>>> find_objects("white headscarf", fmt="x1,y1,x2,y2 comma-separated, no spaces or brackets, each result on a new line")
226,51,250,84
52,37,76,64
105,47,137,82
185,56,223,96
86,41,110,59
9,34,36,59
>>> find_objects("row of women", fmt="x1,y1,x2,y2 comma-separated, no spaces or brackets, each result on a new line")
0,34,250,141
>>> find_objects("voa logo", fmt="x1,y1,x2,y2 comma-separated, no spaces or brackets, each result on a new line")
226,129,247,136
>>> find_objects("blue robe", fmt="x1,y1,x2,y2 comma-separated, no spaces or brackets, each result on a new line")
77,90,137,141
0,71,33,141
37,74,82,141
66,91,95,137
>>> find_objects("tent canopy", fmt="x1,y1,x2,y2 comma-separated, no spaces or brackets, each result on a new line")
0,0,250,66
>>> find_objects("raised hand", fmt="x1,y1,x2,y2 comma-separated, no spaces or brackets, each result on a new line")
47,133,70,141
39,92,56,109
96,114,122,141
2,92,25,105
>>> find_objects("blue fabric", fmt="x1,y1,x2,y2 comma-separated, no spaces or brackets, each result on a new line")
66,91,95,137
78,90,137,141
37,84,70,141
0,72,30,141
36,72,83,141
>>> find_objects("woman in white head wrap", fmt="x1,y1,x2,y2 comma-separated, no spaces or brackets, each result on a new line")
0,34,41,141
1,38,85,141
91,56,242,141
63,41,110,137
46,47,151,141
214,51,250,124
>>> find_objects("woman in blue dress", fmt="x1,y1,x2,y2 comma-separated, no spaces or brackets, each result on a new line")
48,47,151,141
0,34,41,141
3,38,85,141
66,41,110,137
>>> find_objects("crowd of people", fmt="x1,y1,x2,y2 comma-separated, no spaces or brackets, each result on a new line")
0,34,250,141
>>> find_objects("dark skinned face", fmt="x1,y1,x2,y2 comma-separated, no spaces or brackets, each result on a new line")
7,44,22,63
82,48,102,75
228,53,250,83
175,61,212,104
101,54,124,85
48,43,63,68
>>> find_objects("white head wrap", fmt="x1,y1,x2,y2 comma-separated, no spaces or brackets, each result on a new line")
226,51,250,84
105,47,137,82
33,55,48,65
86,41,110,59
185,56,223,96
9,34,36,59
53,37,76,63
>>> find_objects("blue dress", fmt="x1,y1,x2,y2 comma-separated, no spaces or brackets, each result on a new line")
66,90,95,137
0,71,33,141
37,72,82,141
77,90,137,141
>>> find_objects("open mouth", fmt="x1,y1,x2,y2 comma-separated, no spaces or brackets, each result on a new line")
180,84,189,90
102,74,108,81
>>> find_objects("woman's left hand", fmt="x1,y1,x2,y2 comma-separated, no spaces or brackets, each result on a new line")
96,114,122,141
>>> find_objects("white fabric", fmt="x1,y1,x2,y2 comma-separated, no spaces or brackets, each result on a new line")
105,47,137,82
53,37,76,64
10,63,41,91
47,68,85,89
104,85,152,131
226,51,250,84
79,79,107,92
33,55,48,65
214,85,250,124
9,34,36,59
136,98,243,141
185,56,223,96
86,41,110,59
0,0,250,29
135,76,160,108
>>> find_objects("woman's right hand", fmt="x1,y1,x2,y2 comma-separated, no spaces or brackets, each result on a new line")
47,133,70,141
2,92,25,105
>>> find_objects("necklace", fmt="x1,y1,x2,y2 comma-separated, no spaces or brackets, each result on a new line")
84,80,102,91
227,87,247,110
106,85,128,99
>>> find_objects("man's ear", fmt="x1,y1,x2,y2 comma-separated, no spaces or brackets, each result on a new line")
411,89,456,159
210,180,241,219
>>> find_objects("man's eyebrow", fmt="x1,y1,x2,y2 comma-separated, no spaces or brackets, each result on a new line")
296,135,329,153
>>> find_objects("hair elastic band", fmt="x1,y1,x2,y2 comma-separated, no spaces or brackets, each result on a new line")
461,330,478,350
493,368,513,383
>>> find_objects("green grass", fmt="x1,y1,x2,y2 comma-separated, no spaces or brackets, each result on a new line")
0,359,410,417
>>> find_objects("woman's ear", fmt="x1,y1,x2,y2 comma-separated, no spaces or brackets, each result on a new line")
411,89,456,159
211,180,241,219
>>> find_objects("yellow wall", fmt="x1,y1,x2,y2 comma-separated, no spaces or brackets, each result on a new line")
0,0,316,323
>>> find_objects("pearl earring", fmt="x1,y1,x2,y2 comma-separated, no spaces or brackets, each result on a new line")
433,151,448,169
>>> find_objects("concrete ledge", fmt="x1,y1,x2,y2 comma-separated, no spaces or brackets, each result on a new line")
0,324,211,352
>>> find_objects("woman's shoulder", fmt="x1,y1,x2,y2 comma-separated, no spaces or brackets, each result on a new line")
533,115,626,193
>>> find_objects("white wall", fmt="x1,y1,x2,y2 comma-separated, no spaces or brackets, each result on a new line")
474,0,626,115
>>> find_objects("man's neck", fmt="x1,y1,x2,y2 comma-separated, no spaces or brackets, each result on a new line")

Prompt>
Write out all of the records above again, line for line and character for character, with nothing changed.

Solved problem>
>>> find_objects("white headscarf", fmt="x1,y1,x2,y2 comma-separated, no spaces or brackets, each result on a new line")
226,51,250,84
52,37,76,64
105,47,137,82
185,56,223,96
86,41,110,59
9,34,36,59
>>> find_objects("row of women", fmt="x1,y1,x2,y2 comma-separated, no spaces or brackets, each result on a new line")
0,34,250,141
>>> find_objects("voa logo", fmt="x1,y1,x2,y2 comma-separated, no spaces or brackets, each result on a new line")
226,129,247,136
>>> find_objects("blue robe", fmt="x1,y1,x2,y2 comma-separated, no spaces or brackets, each result on a new line")
77,90,137,141
0,71,33,141
37,74,82,141
66,91,95,137
>>> find_objects("tent canopy", fmt="x1,y1,x2,y2 comma-separated, no spaces or brackets, each result on a new line")
0,0,250,66
>>> find_objects("raised hand", fmt="x1,y1,x2,y2 comma-separated, no spaces or brackets, each result on a new line")
47,133,70,141
39,92,56,109
96,114,122,141
2,92,25,105
>>> find_objects("blue fabric", fmt="x1,y1,x2,y2 comma-separated, no spaces or brackets, each result on a new line")
66,91,95,137
78,90,137,141
37,84,70,141
0,72,30,141
36,72,83,141
>>> find_objects("woman in white head wrap", fmt="x1,y1,x2,y2 comma-separated, no spaces or brackets, each result on a new line")
0,34,41,141
1,38,85,141
91,56,242,141
63,41,110,137
46,47,151,141
214,51,250,124
>>> find_objects("woman in blue dress", fmt="x1,y1,x2,y2 comma-separated, no spaces or brackets, each result on a new line")
48,47,151,141
0,34,41,141
3,38,85,141
66,41,110,137
>>> find_objects("crowd of people", fmt="x1,y1,x2,y2 comma-separated, no spaces or brackets, each result on a new line")
0,34,250,141
>>> find_objects("dark skinned face", fmt="x1,y1,x2,y2 comma-separated, no spaces or brackets, each result on a new line")
7,44,22,63
82,48,102,75
228,53,250,83
175,61,212,104
101,54,124,85
48,43,63,68
>>> find_objects("white head wrap", fmt="x1,y1,x2,y2 comma-separated, no spaces or brackets, each result on a new line")
226,51,250,84
105,47,137,82
33,55,48,65
86,41,110,59
185,56,223,96
9,34,36,59
53,37,76,63
>>> find_objects("blue dress", fmt="x1,y1,x2,y2 comma-separated, no spaces or brackets, each result on a new line")
66,90,95,137
0,71,33,141
37,72,82,141
77,90,137,141
>>> find_objects("open mouth", fmt="x1,y1,x2,y2 comma-separated, no spaces or brackets, each result on a new line")
180,84,189,90
102,74,108,81
>>> find_objects("woman's left hand", fmt="x1,y1,x2,y2 comma-separated, no spaces or brackets, each result on a new line")
96,114,122,141
>>> find_objects("white fabric", fmt="x1,y1,x2,y2 comma-separated, no spaces or brackets, each result on a new line")
105,47,137,82
53,37,76,64
10,63,41,91
47,68,85,89
104,85,152,131
226,51,250,84
79,79,107,92
33,55,48,65
214,85,250,124
9,34,36,59
136,98,243,141
185,56,223,96
86,41,110,59
0,0,250,29
135,76,160,108
>>> find_objects("woman's right hand", fmt="x1,y1,x2,y2 comma-separated, no spaces or brackets, each result on a new line")
47,133,70,141
2,92,25,105
>>> find_objects("necklace", fmt="x1,y1,x2,y2 comma-separated, no spaces or brackets, each result on a new line")
84,80,102,91
227,87,247,110
106,85,128,99
>>> find_objects("man's ear", fmt="x1,y1,x2,y2 comma-separated, no spaces or brackets, each result on a new line")
411,89,456,159
210,180,241,219
>>> find_objects("man's eyebrow", fmt="x1,y1,x2,y2 comma-separated, no spaces or brackets, each result on a new line")
296,135,329,153
>>> find_objects("hair elastic band", fmt="x1,y1,x2,y2 comma-separated, no spaces or brackets, each result on a new line")
461,330,478,350
493,368,513,383
>>> find_objects("green grass", fmt="x1,y1,x2,y2 comma-separated, no spaces or brackets, each result on a new line")
0,359,410,417
>>> find_objects("woman's ear", fmt="x1,y1,x2,y2 comma-separated, no spaces or brackets, each result on a new line")
411,89,456,159
211,180,241,219
>>> find_objects("yellow wall", fmt="x1,y1,x2,y2 comma-separated, no spaces or brackets, each result on a new line")
0,0,316,323
>>> find_objects("pearl earring", fmt="x1,y1,x2,y2 comma-separated, no spaces or brackets, each result on a new line")
433,151,448,169
>>> find_objects("concrete ledge", fmt="x1,y1,x2,y2 comma-separated, no spaces or brackets, each result on a new line")
0,324,211,352
>>> find_objects("woman's shoulder", fmt="x1,y1,x2,y2 comma-separated, no spaces or brackets, each result on a new line")
533,115,626,193
>>> find_objects("white wall", fmt="x1,y1,x2,y2 comma-separated, no spaces or brackets, each result on a new line")
474,0,626,115
>>> find_objects("man's neck", fmt="x1,y1,x2,y2 comma-separated, no spaces or brackets, each result on a new line")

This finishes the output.